_Task description_. Pull out every line in the data below that contains the word "instance".

_Records provided_.
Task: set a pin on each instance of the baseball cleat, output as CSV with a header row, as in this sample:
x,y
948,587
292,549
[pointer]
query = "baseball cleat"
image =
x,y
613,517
---
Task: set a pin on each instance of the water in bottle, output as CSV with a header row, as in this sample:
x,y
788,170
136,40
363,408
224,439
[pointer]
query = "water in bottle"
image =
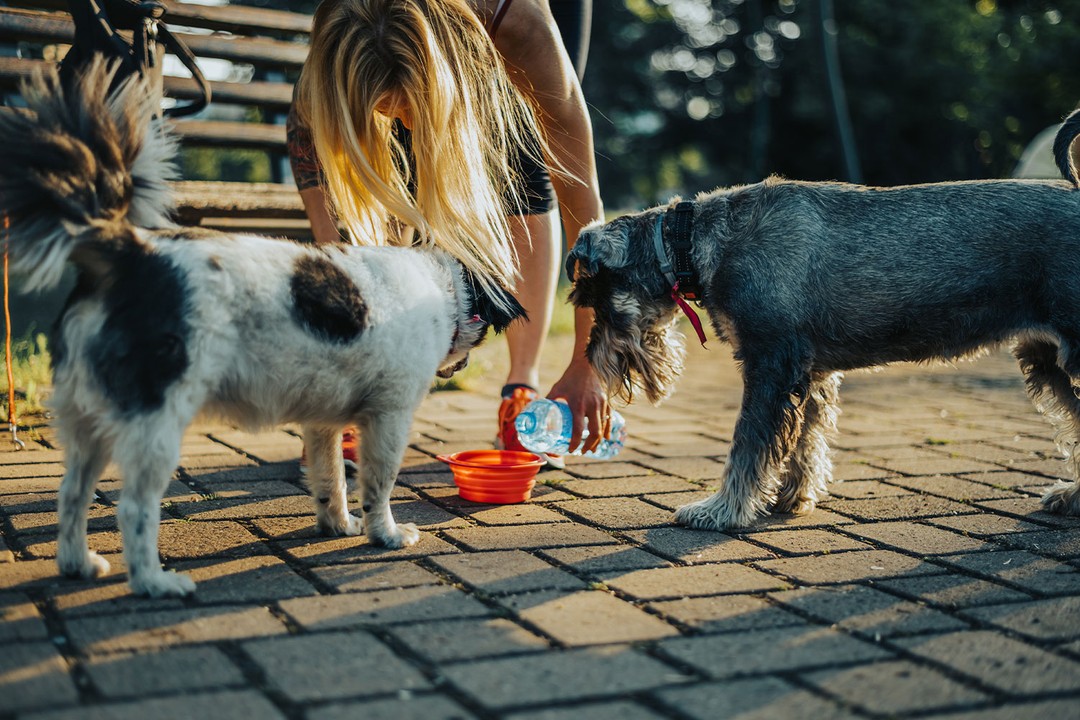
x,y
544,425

_Expected answer_.
Task: set a pin on each instance of the baseball cleat, output as CSV with a header row, as in this sample:
Task: set a pin on each instance of the water in bottle, output as CSV with a header row, as in this sample:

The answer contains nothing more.